### WHAT TO PRODUCE
In the records below, find the line holding "green grass field." and the line holding "the black ankle". Set down both, with every line between them, exactly.

==========

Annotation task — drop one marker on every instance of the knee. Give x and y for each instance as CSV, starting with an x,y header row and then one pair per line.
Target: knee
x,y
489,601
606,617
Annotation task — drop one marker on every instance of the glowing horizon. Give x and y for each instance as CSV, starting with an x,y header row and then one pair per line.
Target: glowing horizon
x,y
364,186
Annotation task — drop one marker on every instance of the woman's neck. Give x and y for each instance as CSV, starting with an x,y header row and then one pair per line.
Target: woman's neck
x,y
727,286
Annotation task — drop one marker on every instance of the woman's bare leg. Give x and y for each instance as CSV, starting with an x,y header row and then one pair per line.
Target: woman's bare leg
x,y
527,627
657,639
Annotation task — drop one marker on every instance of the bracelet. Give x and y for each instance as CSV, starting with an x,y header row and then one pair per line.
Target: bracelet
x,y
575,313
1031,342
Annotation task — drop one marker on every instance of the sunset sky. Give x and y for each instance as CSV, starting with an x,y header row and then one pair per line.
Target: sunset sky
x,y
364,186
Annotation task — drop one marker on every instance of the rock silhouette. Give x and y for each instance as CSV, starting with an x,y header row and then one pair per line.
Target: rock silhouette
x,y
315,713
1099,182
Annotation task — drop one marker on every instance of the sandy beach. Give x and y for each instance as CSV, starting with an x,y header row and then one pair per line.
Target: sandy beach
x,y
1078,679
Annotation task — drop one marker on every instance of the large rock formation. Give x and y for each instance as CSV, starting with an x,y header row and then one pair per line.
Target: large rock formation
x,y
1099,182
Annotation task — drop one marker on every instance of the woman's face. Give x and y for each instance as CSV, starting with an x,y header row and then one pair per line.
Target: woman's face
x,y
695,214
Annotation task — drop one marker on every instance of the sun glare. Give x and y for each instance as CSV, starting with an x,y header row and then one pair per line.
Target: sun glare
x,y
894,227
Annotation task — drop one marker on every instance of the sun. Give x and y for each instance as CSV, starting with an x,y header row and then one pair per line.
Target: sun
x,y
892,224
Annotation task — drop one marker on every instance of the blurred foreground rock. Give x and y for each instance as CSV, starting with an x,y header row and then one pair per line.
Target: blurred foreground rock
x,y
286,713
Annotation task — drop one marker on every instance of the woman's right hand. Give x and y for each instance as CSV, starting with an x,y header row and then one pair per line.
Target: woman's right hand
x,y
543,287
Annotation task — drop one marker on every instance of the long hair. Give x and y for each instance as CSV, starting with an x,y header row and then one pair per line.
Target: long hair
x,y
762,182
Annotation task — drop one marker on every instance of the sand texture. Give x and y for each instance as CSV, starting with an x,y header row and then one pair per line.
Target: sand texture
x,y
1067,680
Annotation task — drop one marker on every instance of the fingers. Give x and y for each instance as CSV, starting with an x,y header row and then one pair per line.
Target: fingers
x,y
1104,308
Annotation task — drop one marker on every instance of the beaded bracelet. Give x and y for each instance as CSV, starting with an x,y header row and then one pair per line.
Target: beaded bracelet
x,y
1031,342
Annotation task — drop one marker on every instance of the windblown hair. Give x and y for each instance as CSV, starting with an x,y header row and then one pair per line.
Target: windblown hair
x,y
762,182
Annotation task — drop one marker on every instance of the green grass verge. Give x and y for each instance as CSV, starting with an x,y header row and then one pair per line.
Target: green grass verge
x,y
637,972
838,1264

==========

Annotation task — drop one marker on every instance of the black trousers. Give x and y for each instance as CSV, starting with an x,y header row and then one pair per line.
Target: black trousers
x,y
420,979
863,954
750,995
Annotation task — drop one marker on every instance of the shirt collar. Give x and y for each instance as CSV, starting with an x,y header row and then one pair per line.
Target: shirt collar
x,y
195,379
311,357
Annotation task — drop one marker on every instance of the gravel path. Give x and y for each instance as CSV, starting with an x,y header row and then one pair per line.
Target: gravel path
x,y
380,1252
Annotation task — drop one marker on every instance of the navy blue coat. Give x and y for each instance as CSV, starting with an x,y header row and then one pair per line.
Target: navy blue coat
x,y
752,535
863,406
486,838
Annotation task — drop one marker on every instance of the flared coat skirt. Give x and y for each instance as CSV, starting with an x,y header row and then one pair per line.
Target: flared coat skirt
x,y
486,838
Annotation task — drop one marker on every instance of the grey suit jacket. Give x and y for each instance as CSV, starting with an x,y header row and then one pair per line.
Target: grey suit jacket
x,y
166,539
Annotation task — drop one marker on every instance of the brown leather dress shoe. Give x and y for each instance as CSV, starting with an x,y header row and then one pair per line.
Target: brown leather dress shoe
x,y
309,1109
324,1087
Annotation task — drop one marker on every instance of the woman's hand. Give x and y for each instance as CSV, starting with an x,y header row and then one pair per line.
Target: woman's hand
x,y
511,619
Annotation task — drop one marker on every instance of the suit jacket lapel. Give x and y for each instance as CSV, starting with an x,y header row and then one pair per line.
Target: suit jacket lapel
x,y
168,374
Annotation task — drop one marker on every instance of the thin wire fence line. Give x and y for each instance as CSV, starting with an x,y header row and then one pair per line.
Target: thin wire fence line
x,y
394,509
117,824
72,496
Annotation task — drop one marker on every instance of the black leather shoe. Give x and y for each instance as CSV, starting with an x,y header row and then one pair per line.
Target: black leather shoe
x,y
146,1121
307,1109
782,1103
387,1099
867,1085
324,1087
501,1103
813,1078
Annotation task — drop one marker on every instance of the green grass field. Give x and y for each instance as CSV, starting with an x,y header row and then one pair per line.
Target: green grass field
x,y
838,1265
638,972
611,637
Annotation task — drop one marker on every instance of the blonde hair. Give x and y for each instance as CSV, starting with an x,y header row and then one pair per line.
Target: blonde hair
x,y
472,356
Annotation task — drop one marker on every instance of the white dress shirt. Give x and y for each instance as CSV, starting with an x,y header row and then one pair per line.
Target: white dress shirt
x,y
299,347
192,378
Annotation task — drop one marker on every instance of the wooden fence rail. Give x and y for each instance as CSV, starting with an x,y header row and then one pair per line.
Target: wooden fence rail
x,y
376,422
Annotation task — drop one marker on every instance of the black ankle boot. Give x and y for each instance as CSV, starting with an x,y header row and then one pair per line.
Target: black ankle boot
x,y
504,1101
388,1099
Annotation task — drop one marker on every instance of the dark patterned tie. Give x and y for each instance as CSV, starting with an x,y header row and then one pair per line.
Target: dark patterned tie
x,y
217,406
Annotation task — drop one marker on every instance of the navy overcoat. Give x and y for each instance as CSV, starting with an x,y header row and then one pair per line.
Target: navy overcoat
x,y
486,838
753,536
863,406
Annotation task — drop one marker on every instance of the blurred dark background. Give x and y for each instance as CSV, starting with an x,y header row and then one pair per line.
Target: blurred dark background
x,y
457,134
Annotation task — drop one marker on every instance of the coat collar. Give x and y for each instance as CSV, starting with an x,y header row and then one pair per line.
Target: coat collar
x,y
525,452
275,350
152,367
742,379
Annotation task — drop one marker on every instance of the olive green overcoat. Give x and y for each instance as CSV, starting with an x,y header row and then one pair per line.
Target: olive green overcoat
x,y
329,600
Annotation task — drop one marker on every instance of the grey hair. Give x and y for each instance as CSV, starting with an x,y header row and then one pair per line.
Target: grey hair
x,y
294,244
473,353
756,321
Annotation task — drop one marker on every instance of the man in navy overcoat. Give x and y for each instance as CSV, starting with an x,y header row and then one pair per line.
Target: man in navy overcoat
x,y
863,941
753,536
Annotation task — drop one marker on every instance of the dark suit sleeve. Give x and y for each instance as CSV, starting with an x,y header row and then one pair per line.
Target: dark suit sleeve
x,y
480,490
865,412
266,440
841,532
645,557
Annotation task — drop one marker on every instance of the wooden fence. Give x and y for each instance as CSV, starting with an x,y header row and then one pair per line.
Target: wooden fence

==========

### WRITTEN RESPONSE
Annotation task — drop one marker on every instance of the green grass field. Give x and y for each instance as CSV, starting with an x,y header row and then one pair per line.
Target: green grass field
x,y
838,1265
638,972
611,637
Annotation task — drop one marker on every instance of the blonde hair. Give x and y for each instance as CSV, starting with an x,y header row and then one pair per line.
Target: blonde hair
x,y
472,356
Annotation task — drop one marker on every instance of the white dress shirt. Give x and y for each instance as CSV, starting with an x,y header row and then one pair per line.
Target: white dress shirt
x,y
299,347
192,378
Annotation task — drop one marker on every instance of the wooden fence rail. Give x and y for each instance as CSV, starting with an x,y header row and then one pair per line.
Target: wooden fence rail
x,y
376,422
Annotation task — drop one marker on every instance of the black ankle boot. Give x and y for each instance as CSV, starting with an x,y header row and then one pair per line.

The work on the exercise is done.